PROVIDED MATERIAL:

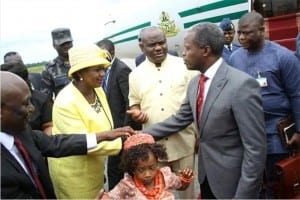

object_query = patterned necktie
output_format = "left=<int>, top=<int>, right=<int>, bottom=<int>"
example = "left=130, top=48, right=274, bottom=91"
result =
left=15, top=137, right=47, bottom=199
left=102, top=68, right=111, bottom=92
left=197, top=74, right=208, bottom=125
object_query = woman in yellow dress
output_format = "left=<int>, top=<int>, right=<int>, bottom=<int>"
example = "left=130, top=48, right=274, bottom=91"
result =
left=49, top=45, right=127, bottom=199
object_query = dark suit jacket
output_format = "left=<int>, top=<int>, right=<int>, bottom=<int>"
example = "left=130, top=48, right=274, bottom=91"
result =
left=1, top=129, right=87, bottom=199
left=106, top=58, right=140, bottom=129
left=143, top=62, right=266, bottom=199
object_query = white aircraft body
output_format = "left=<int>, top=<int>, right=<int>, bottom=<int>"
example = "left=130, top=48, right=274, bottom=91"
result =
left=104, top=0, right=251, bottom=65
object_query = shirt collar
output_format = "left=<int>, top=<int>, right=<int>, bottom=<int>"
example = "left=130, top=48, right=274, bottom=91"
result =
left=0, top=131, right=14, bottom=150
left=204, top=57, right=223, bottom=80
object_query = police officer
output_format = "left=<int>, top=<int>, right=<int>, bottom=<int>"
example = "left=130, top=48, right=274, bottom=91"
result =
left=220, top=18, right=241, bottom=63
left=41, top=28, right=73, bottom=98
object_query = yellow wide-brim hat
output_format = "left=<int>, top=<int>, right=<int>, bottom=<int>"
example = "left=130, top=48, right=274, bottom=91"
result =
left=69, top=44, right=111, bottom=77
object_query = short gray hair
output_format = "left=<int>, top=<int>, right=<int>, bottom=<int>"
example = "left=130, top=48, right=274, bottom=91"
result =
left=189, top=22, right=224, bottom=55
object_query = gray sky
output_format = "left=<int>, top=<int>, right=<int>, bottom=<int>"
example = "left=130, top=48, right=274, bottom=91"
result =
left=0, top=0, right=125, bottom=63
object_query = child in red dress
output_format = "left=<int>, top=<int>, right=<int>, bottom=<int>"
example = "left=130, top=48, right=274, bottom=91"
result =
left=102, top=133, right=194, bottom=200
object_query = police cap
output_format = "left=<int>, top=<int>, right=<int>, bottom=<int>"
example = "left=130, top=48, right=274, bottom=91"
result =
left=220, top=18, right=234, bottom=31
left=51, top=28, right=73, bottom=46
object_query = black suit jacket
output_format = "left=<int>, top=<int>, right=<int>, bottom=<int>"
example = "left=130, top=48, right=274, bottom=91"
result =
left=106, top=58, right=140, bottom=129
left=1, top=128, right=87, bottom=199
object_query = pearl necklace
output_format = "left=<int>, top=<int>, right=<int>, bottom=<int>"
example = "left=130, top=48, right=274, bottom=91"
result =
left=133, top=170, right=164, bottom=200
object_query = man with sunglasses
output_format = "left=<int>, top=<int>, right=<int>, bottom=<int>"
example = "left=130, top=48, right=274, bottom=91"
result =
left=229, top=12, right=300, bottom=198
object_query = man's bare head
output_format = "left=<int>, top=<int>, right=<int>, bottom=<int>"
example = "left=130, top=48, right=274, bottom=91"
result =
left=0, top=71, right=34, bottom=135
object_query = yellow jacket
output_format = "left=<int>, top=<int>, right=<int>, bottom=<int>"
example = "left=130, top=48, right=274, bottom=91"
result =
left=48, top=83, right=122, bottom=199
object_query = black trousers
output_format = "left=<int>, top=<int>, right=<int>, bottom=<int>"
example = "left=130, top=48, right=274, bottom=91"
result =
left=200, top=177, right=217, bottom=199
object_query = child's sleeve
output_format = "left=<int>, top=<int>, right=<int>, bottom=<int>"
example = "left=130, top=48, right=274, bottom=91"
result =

EXERCISE INSTRUCTIONS:
Copy out all of the data again, switching each "object_query" to "target_label" and leaving everything else unchanged. Leave the pictures out.

THE OUTPUT:
target_label = patterned necktie
output_format = "left=<int>, top=<int>, right=<int>, bottom=<int>"
example = "left=130, top=48, right=274, bottom=91"
result =
left=15, top=137, right=47, bottom=199
left=102, top=68, right=111, bottom=92
left=197, top=74, right=208, bottom=125
target_label = woman in yellow dress
output_format = "left=<int>, top=<int>, right=<int>, bottom=<int>"
example = "left=130, top=48, right=274, bottom=91"
result =
left=49, top=45, right=127, bottom=199
target_label = dark suit jacket
output_format = "left=<int>, top=<int>, right=<int>, bottom=<int>"
example = "left=130, top=48, right=274, bottom=91"
result =
left=1, top=129, right=87, bottom=199
left=106, top=58, right=140, bottom=129
left=143, top=62, right=266, bottom=199
target_label = white aircraft body
output_format = "left=<int>, top=<int>, right=<int>, bottom=<int>"
example = "left=130, top=48, right=274, bottom=91"
result =
left=104, top=0, right=251, bottom=65
target_label = shirt collar
output_format = "left=<int>, top=<int>, right=<int>, bottom=<int>"
example = "left=130, top=48, right=274, bottom=91"
result =
left=0, top=131, right=14, bottom=150
left=204, top=57, right=223, bottom=80
target_label = police officer
output_format = "left=<int>, top=<int>, right=<int>, bottom=<int>"
example = "left=130, top=48, right=274, bottom=91"
result =
left=220, top=18, right=241, bottom=63
left=41, top=28, right=73, bottom=98
target_label = yellow wide-brim hat
output_format = "left=<int>, top=<int>, right=<int>, bottom=<int>"
example = "left=130, top=48, right=274, bottom=91"
result =
left=69, top=44, right=111, bottom=77
target_label = short gray hair
output_format = "left=<int>, top=<int>, right=<int>, bottom=<int>"
example = "left=130, top=48, right=274, bottom=91"
result =
left=189, top=22, right=224, bottom=55
target_label = gray sky
output_format = "left=<int>, top=<int>, right=<int>, bottom=<int>"
example = "left=130, top=48, right=274, bottom=91"
result =
left=0, top=0, right=125, bottom=63
target_label = child in red dress
output_format = "left=<int>, top=<int>, right=<int>, bottom=<int>"
example = "left=130, top=48, right=274, bottom=91"
result =
left=102, top=133, right=194, bottom=200
target_label = police cap
output_format = "left=<int>, top=<int>, right=<int>, bottom=<int>"
example = "left=130, top=48, right=274, bottom=91"
result =
left=220, top=18, right=234, bottom=31
left=51, top=28, right=73, bottom=46
target_label = black suit jacket
output_format = "left=<int>, top=<int>, right=<int>, bottom=<int>"
example = "left=130, top=48, right=274, bottom=91"
result =
left=106, top=58, right=140, bottom=129
left=1, top=128, right=87, bottom=199
target_label = pearl necklace
output_format = "left=<int>, top=<int>, right=<int>, bottom=<int>"
example = "left=130, top=48, right=274, bottom=91"
result =
left=133, top=170, right=164, bottom=200
target_label = man with sunglasses
output_format = "left=<int>, top=<int>, right=<int>, bottom=<int>"
example = "left=130, top=48, right=274, bottom=91"
result =
left=229, top=12, right=300, bottom=198
target_label = man's bare head
output_format = "left=<int>, top=<int>, right=<int>, bottom=<int>"
example = "left=130, top=48, right=274, bottom=91"
result =
left=0, top=71, right=34, bottom=135
target_label = yellow jacket
output_format = "left=<int>, top=<int>, right=<int>, bottom=<int>"
example = "left=130, top=48, right=274, bottom=91"
result =
left=48, top=83, right=122, bottom=199
target_label = black trousers
output_format = "left=<int>, top=<int>, right=<int>, bottom=<int>"
example = "left=130, top=48, right=274, bottom=91"
result =
left=200, top=177, right=217, bottom=199
target_label = child's sleeve
output_format = "left=<int>, top=<int>, right=<int>, bottom=<int>"
example = "left=130, top=48, right=274, bottom=91"
result =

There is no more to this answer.